Write out each record exactly and skip every image.

[Image-grounded pointing data]
..........

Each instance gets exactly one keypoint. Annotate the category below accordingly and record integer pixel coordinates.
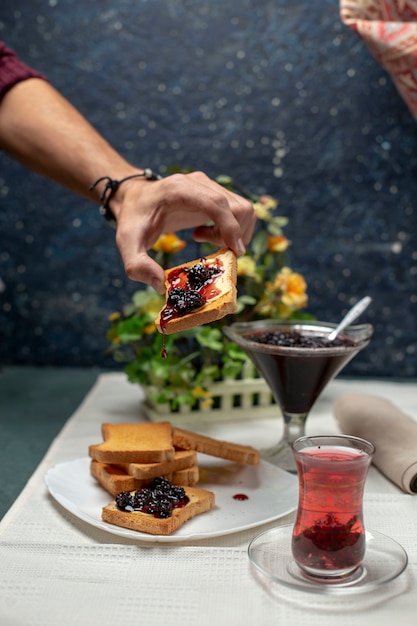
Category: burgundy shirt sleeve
(13, 70)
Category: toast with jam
(114, 479)
(138, 510)
(199, 292)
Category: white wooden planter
(241, 399)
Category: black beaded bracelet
(112, 186)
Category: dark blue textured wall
(281, 95)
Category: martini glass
(296, 375)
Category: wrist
(110, 194)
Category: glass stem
(294, 427)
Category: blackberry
(199, 274)
(164, 509)
(295, 339)
(184, 300)
(161, 483)
(123, 500)
(158, 500)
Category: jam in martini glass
(297, 360)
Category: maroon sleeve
(13, 70)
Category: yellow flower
(169, 243)
(263, 207)
(293, 288)
(246, 266)
(277, 243)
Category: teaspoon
(350, 316)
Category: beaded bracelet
(112, 186)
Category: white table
(57, 570)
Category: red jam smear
(178, 277)
(240, 496)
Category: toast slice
(201, 501)
(114, 479)
(181, 460)
(134, 443)
(238, 453)
(199, 292)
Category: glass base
(270, 552)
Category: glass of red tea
(328, 538)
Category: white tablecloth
(56, 570)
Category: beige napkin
(393, 434)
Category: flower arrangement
(267, 288)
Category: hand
(146, 209)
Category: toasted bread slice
(201, 501)
(238, 453)
(219, 293)
(181, 460)
(134, 443)
(114, 479)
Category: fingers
(145, 210)
(197, 200)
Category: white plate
(272, 493)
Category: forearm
(43, 131)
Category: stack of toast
(132, 455)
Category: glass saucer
(270, 552)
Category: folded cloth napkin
(389, 28)
(393, 434)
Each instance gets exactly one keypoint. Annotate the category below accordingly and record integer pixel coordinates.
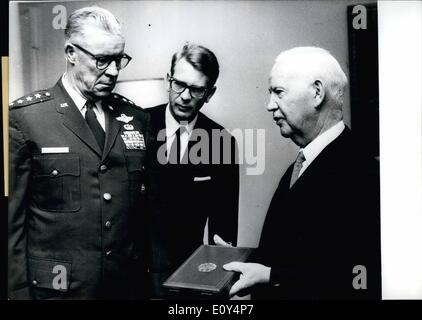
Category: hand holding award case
(202, 274)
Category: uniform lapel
(73, 119)
(112, 129)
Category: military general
(77, 174)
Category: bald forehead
(95, 35)
(290, 68)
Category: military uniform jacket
(72, 207)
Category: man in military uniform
(77, 174)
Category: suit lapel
(74, 121)
(329, 160)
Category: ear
(318, 93)
(70, 53)
(210, 94)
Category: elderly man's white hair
(94, 16)
(317, 64)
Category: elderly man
(321, 237)
(77, 180)
(195, 187)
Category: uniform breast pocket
(135, 163)
(56, 185)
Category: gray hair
(94, 16)
(320, 63)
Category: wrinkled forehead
(289, 69)
(97, 38)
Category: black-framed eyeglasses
(179, 87)
(102, 62)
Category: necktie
(297, 167)
(93, 123)
(174, 156)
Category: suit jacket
(188, 196)
(71, 212)
(318, 231)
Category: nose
(185, 95)
(112, 70)
(271, 106)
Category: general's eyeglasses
(179, 87)
(102, 62)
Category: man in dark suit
(321, 236)
(77, 174)
(196, 185)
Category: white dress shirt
(172, 125)
(313, 149)
(80, 102)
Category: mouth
(278, 121)
(183, 108)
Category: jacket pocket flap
(50, 274)
(135, 160)
(56, 165)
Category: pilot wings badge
(124, 118)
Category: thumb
(234, 266)
(218, 241)
(237, 286)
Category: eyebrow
(188, 85)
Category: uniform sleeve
(19, 173)
(224, 221)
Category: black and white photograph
(213, 150)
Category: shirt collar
(172, 125)
(77, 98)
(313, 149)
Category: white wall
(246, 36)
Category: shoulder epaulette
(32, 98)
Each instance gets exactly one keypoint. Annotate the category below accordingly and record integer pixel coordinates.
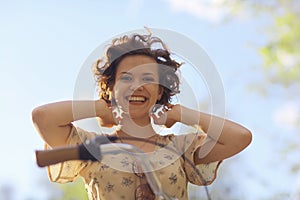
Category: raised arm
(53, 121)
(227, 138)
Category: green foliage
(282, 54)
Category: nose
(136, 85)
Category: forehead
(137, 63)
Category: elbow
(245, 138)
(38, 117)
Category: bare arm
(53, 121)
(227, 138)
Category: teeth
(137, 99)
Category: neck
(134, 128)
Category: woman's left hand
(167, 116)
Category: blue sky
(43, 45)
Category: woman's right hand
(104, 113)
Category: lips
(136, 99)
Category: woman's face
(136, 87)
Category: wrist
(99, 108)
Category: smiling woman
(134, 79)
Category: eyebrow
(146, 73)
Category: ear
(160, 92)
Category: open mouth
(136, 99)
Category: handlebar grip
(57, 155)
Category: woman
(134, 79)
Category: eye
(148, 79)
(126, 78)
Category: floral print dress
(118, 176)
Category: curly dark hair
(136, 44)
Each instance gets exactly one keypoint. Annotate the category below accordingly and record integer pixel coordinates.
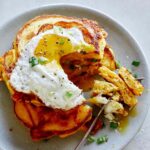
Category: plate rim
(111, 19)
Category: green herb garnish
(42, 60)
(91, 139)
(102, 139)
(136, 63)
(118, 64)
(113, 125)
(33, 61)
(94, 60)
(61, 41)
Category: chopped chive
(102, 139)
(118, 64)
(136, 63)
(33, 61)
(61, 41)
(113, 125)
(91, 139)
(129, 70)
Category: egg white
(49, 82)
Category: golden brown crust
(45, 122)
(134, 85)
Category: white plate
(126, 50)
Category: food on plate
(53, 61)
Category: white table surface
(133, 14)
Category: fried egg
(38, 70)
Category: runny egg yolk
(53, 47)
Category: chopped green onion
(113, 125)
(69, 94)
(90, 139)
(135, 75)
(136, 63)
(118, 64)
(33, 61)
(129, 70)
(102, 139)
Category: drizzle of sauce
(124, 122)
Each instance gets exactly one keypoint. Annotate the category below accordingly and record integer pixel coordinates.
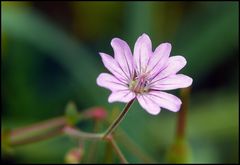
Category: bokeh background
(50, 56)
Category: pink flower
(144, 75)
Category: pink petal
(121, 96)
(142, 53)
(148, 104)
(166, 100)
(110, 82)
(159, 58)
(174, 64)
(123, 56)
(113, 67)
(172, 82)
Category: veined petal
(159, 59)
(110, 82)
(113, 67)
(172, 82)
(123, 56)
(174, 64)
(121, 96)
(148, 104)
(142, 53)
(166, 100)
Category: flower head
(144, 75)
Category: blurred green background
(50, 56)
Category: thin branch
(118, 151)
(83, 135)
(114, 125)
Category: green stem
(80, 134)
(37, 132)
(114, 125)
(118, 151)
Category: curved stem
(114, 125)
(118, 151)
(80, 134)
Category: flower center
(139, 84)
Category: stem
(114, 125)
(80, 134)
(37, 132)
(182, 115)
(118, 151)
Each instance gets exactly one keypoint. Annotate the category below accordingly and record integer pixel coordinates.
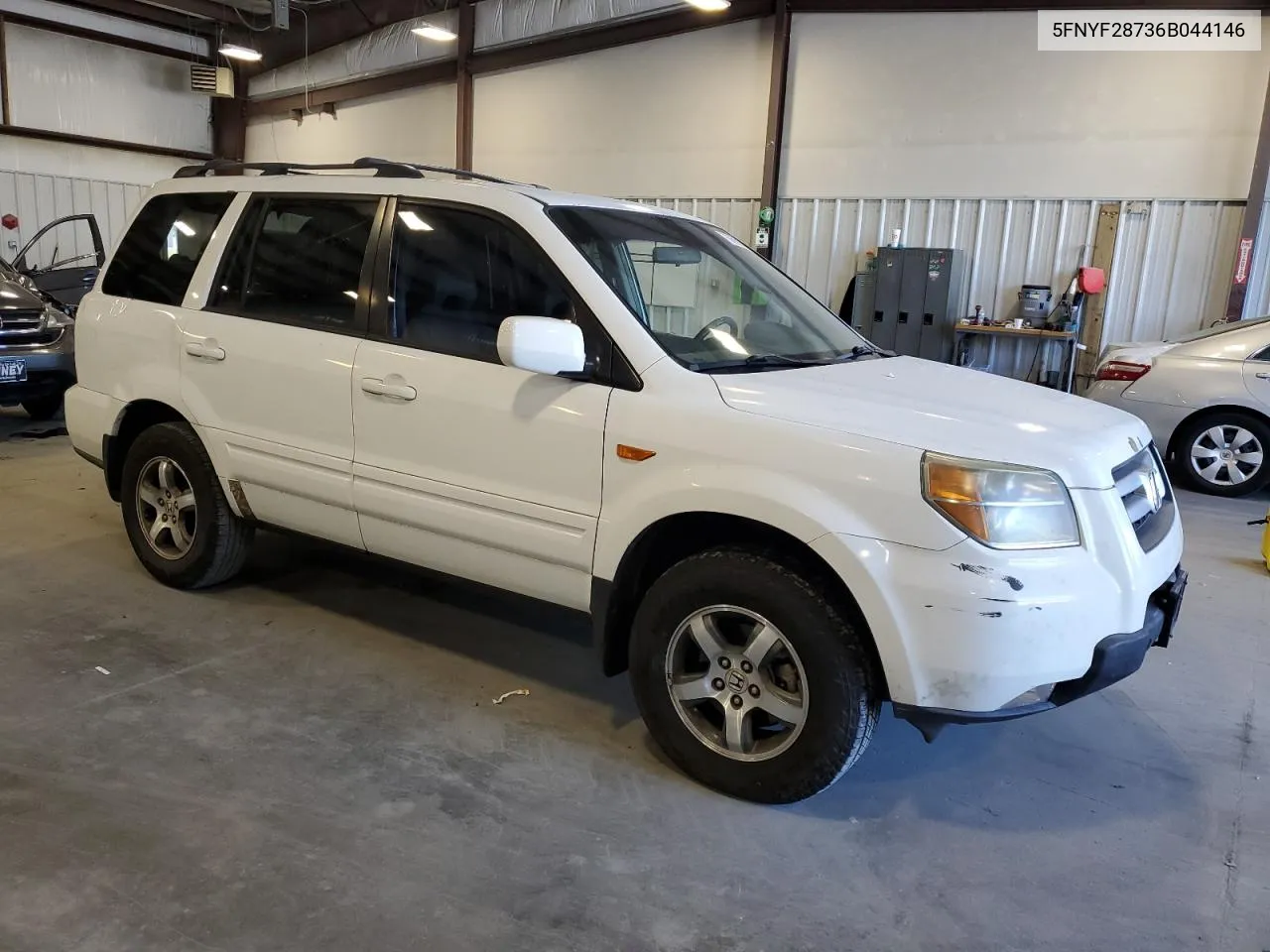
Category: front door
(64, 258)
(1256, 377)
(267, 363)
(463, 465)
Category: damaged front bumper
(1115, 657)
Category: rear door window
(163, 246)
(299, 259)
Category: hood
(949, 411)
(16, 296)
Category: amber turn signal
(634, 453)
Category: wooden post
(1096, 304)
(1245, 250)
(463, 86)
(774, 143)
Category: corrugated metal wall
(1173, 259)
(39, 199)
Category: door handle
(208, 350)
(381, 388)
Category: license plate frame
(13, 370)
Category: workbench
(1044, 338)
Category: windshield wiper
(860, 350)
(761, 362)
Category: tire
(1243, 434)
(216, 539)
(830, 656)
(41, 409)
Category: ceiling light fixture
(240, 53)
(439, 33)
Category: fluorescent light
(240, 53)
(439, 33)
(413, 221)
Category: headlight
(56, 318)
(1002, 506)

..........

• [YOUR RESPONSE]:
Each instance gets exactly one keypoint. Annotate the category below accordingly and record integer pixel coordinates.
Category: burgundy shirt sleeve
(13, 70)
Category: toast with jam
(114, 479)
(138, 510)
(199, 292)
Category: white wooden planter
(241, 399)
Category: black beaded bracelet
(112, 186)
Category: dark blue textured wall
(281, 95)
Category: martini glass
(296, 375)
Category: wrist
(110, 194)
Category: glass stem
(294, 427)
Category: blackberry
(199, 274)
(164, 509)
(295, 339)
(184, 300)
(161, 483)
(123, 500)
(158, 500)
Category: jam in martini glass
(297, 360)
Category: maroon sleeve
(13, 70)
Category: yellow flower
(169, 243)
(263, 207)
(293, 288)
(246, 266)
(277, 243)
Category: teaspoon
(350, 316)
Category: beaded bracelet
(112, 186)
Category: white table
(57, 570)
Category: red jam smear
(178, 277)
(240, 496)
Category: toast slice
(201, 501)
(114, 479)
(181, 460)
(134, 443)
(238, 453)
(199, 292)
Category: glass base
(270, 552)
Category: glass of red tea
(328, 538)
Category: white tablecloth
(56, 570)
Category: beige napkin
(393, 434)
Category: flower arrangement
(267, 288)
Category: hand
(146, 209)
Category: toasted bread slice
(201, 501)
(238, 453)
(219, 293)
(181, 460)
(134, 443)
(114, 479)
Category: fingers
(145, 210)
(197, 200)
Category: white plate
(272, 493)
Category: forearm
(43, 131)
Category: stack of toast
(132, 455)
Category: glass saucer
(270, 552)
Category: folded cloth napkin
(389, 28)
(393, 434)
Each instance gets exactly one keypoint. Annotate the category below accordingly and record integer pixel coordinates.
Category: hand holding award case
(202, 274)
Category: uniform lapel
(73, 119)
(112, 129)
Category: military general
(77, 174)
Category: bald forehead
(95, 35)
(290, 68)
Category: military uniform jacket
(72, 207)
Category: man in military uniform
(77, 174)
Category: suit lapel
(74, 121)
(329, 160)
Category: ear
(318, 93)
(70, 53)
(210, 94)
Category: elderly man's white hair
(94, 16)
(317, 64)
Category: elderly man
(321, 237)
(77, 180)
(195, 187)
Category: uniform breast pocket
(135, 163)
(56, 185)
Category: gray hair
(94, 16)
(320, 63)
Category: wrinkled forehead
(289, 69)
(97, 38)
Category: black-framed eyeglasses
(179, 87)
(102, 62)
Category: necktie
(297, 167)
(93, 123)
(174, 156)
Category: suit jacket
(188, 196)
(71, 212)
(318, 231)
Category: nose
(185, 95)
(112, 70)
(271, 106)
Category: general's eyeglasses
(179, 87)
(102, 62)
Category: man in dark suit
(321, 236)
(77, 174)
(196, 185)
Category: white dress shirt
(172, 125)
(313, 149)
(80, 102)
Category: mouth
(278, 121)
(183, 108)
Category: jacket pocket flap
(50, 274)
(135, 160)
(56, 165)
Category: pilot wings badge
(124, 118)
Category: thumb
(234, 266)
(218, 241)
(237, 286)
Category: eyebrow
(188, 85)
Category: uniform sleeve
(19, 173)
(224, 221)
Category: black and white photograph
(213, 150)
Category: shirt collar
(172, 125)
(77, 98)
(313, 149)
Category: white wall
(246, 36)
Category: shoulder epaulette
(32, 98)
Each instance gets exactly one keypoint. Annotate the category below accordingly and record integer pixel coordinates.
Category: raised arm
(53, 121)
(227, 138)
Category: green foliage
(282, 54)
Category: nose
(136, 85)
Category: forehead
(137, 63)
Category: elbow
(245, 138)
(38, 117)
Category: bare arm
(53, 121)
(227, 138)
Category: teeth
(137, 99)
Category: neck
(134, 128)
Category: woman's left hand
(167, 116)
Category: blue sky
(43, 45)
Category: woman's right hand
(104, 113)
Category: lips
(136, 99)
Category: woman's face
(136, 87)
Category: wrist
(99, 108)
Category: smiling woman
(134, 79)
Category: eyebrow
(146, 73)
Category: ear
(160, 92)
Category: open mouth
(136, 99)
Category: handlebar grip
(57, 155)
Category: woman
(134, 79)
Category: eye
(148, 79)
(126, 78)
Category: floral print dress
(118, 176)
Category: curly dark hair
(136, 44)
Each instance gets exactly one keypoint. Annotate the category below accordingly and record integer pixel coordinates.
Category: plate rim
(111, 19)
Category: green herb garnish
(42, 60)
(91, 139)
(102, 139)
(136, 63)
(118, 64)
(113, 125)
(33, 61)
(94, 60)
(61, 41)
Category: chopped chive
(102, 139)
(118, 64)
(136, 63)
(33, 61)
(61, 41)
(113, 125)
(91, 139)
(129, 70)
Category: egg white
(49, 82)
Category: golden brown crust
(45, 122)
(134, 85)
Category: white plate
(126, 50)
Category: food on plate
(53, 61)
Category: white table surface
(133, 14)
Category: fried egg
(38, 70)
Category: runny egg yolk
(53, 47)
Category: chopped green onion
(113, 125)
(69, 94)
(90, 139)
(135, 75)
(136, 63)
(118, 64)
(33, 61)
(129, 70)
(102, 139)
Category: drizzle of sauce
(124, 122)
Each instance gets exactly one keypoint. Annotate the category below accordingly and record integer pixel coordinates.
Category: bokeh background
(50, 56)
Category: pink flower
(144, 75)
Category: pink petal
(121, 96)
(142, 53)
(148, 104)
(166, 100)
(110, 82)
(159, 58)
(174, 64)
(123, 56)
(113, 67)
(172, 82)
Category: veined petal
(159, 59)
(110, 82)
(113, 67)
(172, 82)
(123, 56)
(174, 64)
(121, 96)
(148, 104)
(142, 53)
(166, 100)
Category: flower head
(144, 75)
Category: blurred green background
(50, 56)
Category: thin branch
(118, 151)
(83, 135)
(114, 125)
Category: green stem
(80, 134)
(37, 132)
(114, 125)
(118, 151)
Category: curved stem
(114, 125)
(118, 151)
(80, 134)
Category: flower center
(139, 84)
Category: stem
(114, 125)
(80, 134)
(37, 132)
(182, 115)
(118, 151)
Each instance gets exactly one keypoint. Annotate the category below accordingly and record integer pixel coordinates.
Category: front door
(64, 258)
(1256, 377)
(267, 363)
(463, 465)
Category: damaged front bumper
(1115, 657)
Category: rear door window
(163, 246)
(299, 259)
Category: hood
(949, 411)
(16, 296)
Category: amber turn signal
(634, 453)
Category: wooden post
(1096, 304)
(1245, 250)
(463, 86)
(774, 143)
Category: corrugated metal wall
(1173, 259)
(39, 199)
Category: door handle
(208, 350)
(381, 388)
Category: license plate frame
(13, 370)
Category: workbench
(1044, 338)
Category: windshield wiper
(860, 350)
(761, 362)
Category: tire
(1243, 434)
(216, 539)
(830, 656)
(41, 409)
Category: ceiling light fixture
(240, 53)
(439, 33)
Category: fluorescent light
(240, 53)
(439, 33)
(413, 221)
Category: headlight
(56, 318)
(1002, 506)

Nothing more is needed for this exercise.